**What is being asked:** In the listing below, locate the line containing "In this exercise you will indicate every instance of the stage"; reproduce that line and all lines that follow it, unchanged.

**Record set:**
****************************************

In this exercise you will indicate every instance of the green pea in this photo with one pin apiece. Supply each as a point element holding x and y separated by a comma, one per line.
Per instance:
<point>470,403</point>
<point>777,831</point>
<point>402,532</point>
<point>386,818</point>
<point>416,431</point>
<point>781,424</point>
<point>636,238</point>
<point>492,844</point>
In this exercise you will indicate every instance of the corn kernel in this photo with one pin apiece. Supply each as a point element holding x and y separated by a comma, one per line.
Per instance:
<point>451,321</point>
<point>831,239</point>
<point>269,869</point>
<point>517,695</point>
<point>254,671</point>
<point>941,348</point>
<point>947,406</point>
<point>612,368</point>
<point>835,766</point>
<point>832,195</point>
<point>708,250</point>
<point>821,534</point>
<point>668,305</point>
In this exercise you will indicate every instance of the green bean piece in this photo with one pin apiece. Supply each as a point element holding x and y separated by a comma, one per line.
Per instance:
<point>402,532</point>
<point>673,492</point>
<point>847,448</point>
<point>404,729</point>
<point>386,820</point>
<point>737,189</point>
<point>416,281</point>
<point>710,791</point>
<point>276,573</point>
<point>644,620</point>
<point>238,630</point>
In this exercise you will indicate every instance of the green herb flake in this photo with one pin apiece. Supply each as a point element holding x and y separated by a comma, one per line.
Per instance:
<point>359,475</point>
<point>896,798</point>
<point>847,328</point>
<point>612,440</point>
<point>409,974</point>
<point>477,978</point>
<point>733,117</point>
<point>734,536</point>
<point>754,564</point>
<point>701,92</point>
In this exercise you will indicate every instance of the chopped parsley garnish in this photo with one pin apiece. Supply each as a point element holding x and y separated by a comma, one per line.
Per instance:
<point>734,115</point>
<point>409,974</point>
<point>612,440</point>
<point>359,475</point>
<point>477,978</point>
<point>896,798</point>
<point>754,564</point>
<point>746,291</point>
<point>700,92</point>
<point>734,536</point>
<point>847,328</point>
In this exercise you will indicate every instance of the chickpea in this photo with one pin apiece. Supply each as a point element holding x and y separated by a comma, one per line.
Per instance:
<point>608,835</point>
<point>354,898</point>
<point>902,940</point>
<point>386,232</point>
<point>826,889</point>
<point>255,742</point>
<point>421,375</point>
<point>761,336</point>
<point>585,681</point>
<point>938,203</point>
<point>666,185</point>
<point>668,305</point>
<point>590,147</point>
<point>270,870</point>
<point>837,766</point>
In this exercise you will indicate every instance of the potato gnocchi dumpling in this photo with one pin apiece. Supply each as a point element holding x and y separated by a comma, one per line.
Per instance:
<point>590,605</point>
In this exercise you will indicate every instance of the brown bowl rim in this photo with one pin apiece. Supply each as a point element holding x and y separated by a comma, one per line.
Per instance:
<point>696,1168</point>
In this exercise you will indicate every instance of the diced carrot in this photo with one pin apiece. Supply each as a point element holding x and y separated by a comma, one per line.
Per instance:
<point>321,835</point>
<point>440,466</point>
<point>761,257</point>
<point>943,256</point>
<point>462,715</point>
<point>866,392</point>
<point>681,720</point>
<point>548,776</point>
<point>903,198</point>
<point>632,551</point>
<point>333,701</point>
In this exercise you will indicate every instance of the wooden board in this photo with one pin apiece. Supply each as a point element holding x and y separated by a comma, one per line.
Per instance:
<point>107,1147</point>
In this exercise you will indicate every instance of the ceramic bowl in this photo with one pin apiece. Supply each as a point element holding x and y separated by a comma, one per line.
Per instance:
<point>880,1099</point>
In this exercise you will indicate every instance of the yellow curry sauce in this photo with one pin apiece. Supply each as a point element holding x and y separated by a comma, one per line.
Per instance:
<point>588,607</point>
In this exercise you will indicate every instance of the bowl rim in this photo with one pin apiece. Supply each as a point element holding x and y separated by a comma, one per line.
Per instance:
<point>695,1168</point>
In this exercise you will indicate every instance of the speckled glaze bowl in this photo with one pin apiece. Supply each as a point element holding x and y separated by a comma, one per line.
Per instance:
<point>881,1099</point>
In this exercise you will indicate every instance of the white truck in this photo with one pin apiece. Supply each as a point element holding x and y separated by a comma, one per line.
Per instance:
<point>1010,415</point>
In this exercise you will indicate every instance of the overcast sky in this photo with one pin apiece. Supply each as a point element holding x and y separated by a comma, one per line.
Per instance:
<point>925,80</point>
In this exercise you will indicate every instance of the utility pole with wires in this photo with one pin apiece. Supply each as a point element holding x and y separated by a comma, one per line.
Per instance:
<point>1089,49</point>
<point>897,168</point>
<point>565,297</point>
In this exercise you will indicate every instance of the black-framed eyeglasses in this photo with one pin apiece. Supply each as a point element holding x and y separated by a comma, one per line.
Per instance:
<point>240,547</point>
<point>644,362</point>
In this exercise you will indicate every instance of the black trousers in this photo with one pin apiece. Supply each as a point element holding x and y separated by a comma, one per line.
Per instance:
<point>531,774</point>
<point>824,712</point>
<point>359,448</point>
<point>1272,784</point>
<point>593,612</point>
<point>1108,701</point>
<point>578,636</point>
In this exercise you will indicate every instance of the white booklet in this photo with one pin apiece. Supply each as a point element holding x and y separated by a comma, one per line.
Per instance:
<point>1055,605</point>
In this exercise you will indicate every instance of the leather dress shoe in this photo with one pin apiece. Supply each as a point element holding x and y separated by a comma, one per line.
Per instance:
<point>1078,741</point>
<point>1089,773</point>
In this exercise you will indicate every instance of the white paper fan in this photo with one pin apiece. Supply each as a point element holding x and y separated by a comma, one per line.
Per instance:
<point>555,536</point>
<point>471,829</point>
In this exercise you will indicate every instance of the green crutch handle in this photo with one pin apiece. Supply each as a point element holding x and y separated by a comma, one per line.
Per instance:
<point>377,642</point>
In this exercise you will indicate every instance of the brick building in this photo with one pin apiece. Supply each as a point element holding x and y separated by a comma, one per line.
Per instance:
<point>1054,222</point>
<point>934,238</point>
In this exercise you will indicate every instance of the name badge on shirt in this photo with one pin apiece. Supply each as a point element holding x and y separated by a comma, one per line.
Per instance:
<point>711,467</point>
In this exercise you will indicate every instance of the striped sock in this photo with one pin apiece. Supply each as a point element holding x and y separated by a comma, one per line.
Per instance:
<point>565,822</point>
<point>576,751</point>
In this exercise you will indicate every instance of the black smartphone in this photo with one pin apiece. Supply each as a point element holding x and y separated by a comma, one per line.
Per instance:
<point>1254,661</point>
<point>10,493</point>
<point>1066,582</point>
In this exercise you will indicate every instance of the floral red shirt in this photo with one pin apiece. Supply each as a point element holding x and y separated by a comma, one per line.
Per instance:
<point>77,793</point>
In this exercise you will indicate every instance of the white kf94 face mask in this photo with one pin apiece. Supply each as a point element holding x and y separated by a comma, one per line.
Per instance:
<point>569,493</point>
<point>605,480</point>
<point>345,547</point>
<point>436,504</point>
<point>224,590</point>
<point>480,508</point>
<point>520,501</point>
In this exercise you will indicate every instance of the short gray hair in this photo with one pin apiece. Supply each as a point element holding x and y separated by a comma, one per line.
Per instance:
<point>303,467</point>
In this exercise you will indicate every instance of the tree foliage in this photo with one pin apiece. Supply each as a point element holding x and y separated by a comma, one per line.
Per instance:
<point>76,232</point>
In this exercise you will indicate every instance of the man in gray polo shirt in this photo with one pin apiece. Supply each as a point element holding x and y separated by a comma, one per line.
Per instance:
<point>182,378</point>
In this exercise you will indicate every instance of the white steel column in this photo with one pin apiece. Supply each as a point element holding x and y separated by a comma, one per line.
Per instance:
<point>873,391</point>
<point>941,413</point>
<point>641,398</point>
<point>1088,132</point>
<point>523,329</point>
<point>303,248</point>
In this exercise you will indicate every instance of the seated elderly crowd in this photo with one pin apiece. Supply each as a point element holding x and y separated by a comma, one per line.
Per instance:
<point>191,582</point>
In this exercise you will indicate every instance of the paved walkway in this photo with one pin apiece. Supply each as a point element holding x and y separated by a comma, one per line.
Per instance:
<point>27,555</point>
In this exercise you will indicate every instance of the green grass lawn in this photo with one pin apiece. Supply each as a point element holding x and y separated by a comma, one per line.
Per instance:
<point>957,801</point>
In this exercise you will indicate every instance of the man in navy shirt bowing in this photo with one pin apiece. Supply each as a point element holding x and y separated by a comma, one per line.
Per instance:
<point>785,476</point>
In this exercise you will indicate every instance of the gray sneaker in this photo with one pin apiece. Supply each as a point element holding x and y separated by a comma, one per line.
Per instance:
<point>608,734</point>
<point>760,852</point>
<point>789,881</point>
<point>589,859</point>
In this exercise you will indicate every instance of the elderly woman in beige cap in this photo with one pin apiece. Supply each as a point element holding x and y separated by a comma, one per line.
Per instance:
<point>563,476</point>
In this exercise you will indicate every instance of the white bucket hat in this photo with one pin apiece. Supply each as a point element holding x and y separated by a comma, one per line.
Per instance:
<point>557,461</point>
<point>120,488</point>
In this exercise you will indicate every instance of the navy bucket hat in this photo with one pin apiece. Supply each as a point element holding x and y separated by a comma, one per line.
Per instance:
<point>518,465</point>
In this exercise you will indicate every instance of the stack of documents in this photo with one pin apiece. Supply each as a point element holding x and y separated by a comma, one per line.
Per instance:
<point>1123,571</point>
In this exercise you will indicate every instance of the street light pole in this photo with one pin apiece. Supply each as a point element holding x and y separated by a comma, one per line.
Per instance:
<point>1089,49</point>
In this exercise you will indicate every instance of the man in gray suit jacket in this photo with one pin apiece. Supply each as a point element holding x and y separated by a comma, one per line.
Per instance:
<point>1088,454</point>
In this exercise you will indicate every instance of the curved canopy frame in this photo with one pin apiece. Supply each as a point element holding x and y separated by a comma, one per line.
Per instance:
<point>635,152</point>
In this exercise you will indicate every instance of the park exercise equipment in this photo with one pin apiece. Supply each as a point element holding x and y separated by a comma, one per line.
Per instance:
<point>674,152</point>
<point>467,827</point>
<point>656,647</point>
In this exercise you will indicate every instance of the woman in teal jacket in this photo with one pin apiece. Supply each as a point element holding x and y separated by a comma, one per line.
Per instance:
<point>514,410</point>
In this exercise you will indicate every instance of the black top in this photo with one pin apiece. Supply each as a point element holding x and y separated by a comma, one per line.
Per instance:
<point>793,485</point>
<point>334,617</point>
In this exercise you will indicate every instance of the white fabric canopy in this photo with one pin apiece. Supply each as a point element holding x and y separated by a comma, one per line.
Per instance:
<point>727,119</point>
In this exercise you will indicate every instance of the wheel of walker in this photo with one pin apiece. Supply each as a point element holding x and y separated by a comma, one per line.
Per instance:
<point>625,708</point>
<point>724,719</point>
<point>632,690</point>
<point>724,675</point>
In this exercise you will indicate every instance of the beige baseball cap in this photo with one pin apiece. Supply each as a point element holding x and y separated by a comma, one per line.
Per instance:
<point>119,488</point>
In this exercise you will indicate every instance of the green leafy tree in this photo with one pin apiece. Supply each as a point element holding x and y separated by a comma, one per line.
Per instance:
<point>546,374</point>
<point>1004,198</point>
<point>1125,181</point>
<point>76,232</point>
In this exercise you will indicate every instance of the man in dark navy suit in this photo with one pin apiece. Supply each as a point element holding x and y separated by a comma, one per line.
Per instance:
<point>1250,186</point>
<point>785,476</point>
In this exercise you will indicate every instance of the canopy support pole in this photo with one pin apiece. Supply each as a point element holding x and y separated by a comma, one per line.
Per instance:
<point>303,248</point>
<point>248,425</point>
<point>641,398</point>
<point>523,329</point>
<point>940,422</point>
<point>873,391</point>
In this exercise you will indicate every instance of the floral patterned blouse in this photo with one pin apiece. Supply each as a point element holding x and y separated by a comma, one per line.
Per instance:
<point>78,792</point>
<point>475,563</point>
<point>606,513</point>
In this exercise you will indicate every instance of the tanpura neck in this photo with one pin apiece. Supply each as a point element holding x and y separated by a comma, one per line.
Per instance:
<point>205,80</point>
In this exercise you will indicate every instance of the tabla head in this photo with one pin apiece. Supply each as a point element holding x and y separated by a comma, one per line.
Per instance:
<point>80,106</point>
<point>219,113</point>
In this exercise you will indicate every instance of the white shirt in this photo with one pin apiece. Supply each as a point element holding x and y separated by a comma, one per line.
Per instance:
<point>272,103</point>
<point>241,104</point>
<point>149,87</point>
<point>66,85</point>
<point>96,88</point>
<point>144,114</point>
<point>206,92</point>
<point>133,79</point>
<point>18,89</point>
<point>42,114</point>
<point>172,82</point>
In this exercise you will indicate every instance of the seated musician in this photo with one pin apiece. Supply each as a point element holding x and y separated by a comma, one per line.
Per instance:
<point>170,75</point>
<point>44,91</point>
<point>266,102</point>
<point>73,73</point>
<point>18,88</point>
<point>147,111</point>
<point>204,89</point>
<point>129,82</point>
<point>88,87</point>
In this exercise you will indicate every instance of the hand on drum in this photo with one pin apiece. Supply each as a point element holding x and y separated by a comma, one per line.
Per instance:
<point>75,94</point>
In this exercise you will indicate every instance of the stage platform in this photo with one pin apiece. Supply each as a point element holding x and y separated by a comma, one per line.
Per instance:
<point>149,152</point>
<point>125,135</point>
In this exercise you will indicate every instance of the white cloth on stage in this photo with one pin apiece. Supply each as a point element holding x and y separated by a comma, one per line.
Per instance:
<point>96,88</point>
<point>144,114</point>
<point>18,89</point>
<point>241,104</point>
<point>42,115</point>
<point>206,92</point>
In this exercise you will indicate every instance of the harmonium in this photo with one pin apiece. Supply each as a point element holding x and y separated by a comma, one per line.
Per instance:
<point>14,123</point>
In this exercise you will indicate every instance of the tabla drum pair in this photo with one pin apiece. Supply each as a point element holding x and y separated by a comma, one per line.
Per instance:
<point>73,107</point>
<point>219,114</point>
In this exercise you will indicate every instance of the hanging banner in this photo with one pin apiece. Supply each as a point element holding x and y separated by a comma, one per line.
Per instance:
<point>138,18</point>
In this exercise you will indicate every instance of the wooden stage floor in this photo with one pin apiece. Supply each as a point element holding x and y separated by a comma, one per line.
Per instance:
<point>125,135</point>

****************************************

**Full response:**
In this exercise you will indicate every instance of the stage platform in this photo with one pin apiece. Supply each as a point element holding x and y separated by a comma, one per line.
Per instance:
<point>149,152</point>
<point>125,135</point>
In this exercise you will indicate every instance of the white cloth on stage in this photo with one pin apiece. Supply each as a point element holding x and y separated by a comma, one per line.
Per instance:
<point>96,88</point>
<point>144,114</point>
<point>18,89</point>
<point>241,104</point>
<point>42,115</point>
<point>206,92</point>
In this exercise you will indicate every instance of the harmonium in this photo with one pin apiece. Supply each as a point element holding x and y separated by a comma, one per line.
Per instance:
<point>14,123</point>
In this exercise you will indicate every instance of the tabla drum pair in this photo with one pin apiece. Supply each as a point element holding x and y separated by a comma, one per line.
Per instance:
<point>73,107</point>
<point>219,114</point>
In this exercise you will indicate every instance of the hanging banner in this photo with one pin apiece. Supply each as a point element holding x and y separated by a comma, one per line.
Per instance:
<point>138,18</point>
In this exercise you will indicate every instance of the wooden stage floor in this photo with one pin apiece. Supply each as a point element holding x and y separated by a comma, one per line.
Per instance:
<point>125,135</point>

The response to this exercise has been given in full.